#### PROBLEMS TO SOLVE
**1)** In the forum thread about offering wines to a restaurant, which word does the reply call the big word in matching food and wine?
**2)** Pick up the forum thread about offering wines to a restaurant right after its last sentence and keep it going.
— BEGIN SOURCE —
Archive for Downsizer For an ethical approach to consumption
|

gil
|
question for chefs/sommeliers/restaurateursand anyone else with an interest
When selecting a wine list to partner (cheffy) dishes on a menu, what are you looking for ?
A good combination / a contrast / or what ?
I've been asked to meet the chef at one of the region's 'cheffier' restaurants with a view to them serving my wines. Will probably do a tasting, hopefully with food.
Any hints / tips ?
What are a chef / a sommelier likely to be most interested in ?
Presumably you would want a provenance, a description and tasting notes.
Owt else ?
|
sean
|
'Complementing' is the big word in food and wine matching, and hence sales to restaurants. I'd try to suggest some foods that each wine would partner well. Try to avoid using the word acidity, even though wine needs it to be balanced. ('Having the structure to cut through rich dishes' is a handy way round that one. )
— END SOURCE —
— BEGIN SUPPLIED DATA —
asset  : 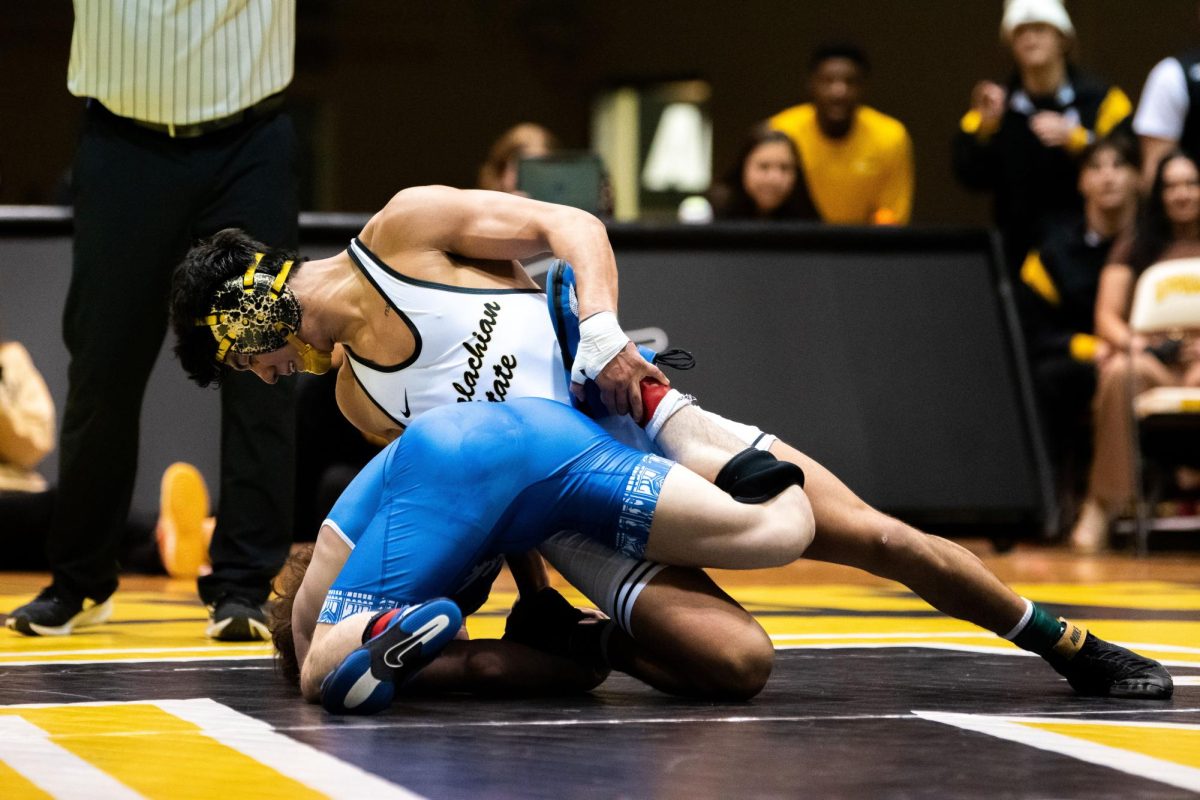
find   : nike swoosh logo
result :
[383,614,450,669]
— END SUPPLIED DATA —
#### TASK-BY-TASK OUTPUTS
**1)** "Complementing."

**2)**
Can you get a copy of their menu in advance?
|
Greenfoot
|
Having known a few wine 'experts' in my time I truly believe it is a case of talking the talk (about your product not wine in general) so to speak. As Sean says, no need to talk about acidity and such, just be confident in your products and make confident and sensible suggestions that would complement meals........there is an awful lot of bullshxt talked about wine - we all have differing tastes and different taste buds that make wines taste very different.
Good luck.
|
Rosemary Judy
|
and even in cheffy places, people order what they like, or by price, rather than it matching the food.....
When waitressing, I did a wine exam so I could better recommend wine to food, and almost no one took my advice...........
I enjoyed the tasting a lot, mind !
|
RichardW
|
Ditto get a copy of the current menu & ask when its going to be changed & what will be on it (not that they will tell you).
Justme
|
Treacodactyl
|
Ask what your existing customers have drunk their wine with?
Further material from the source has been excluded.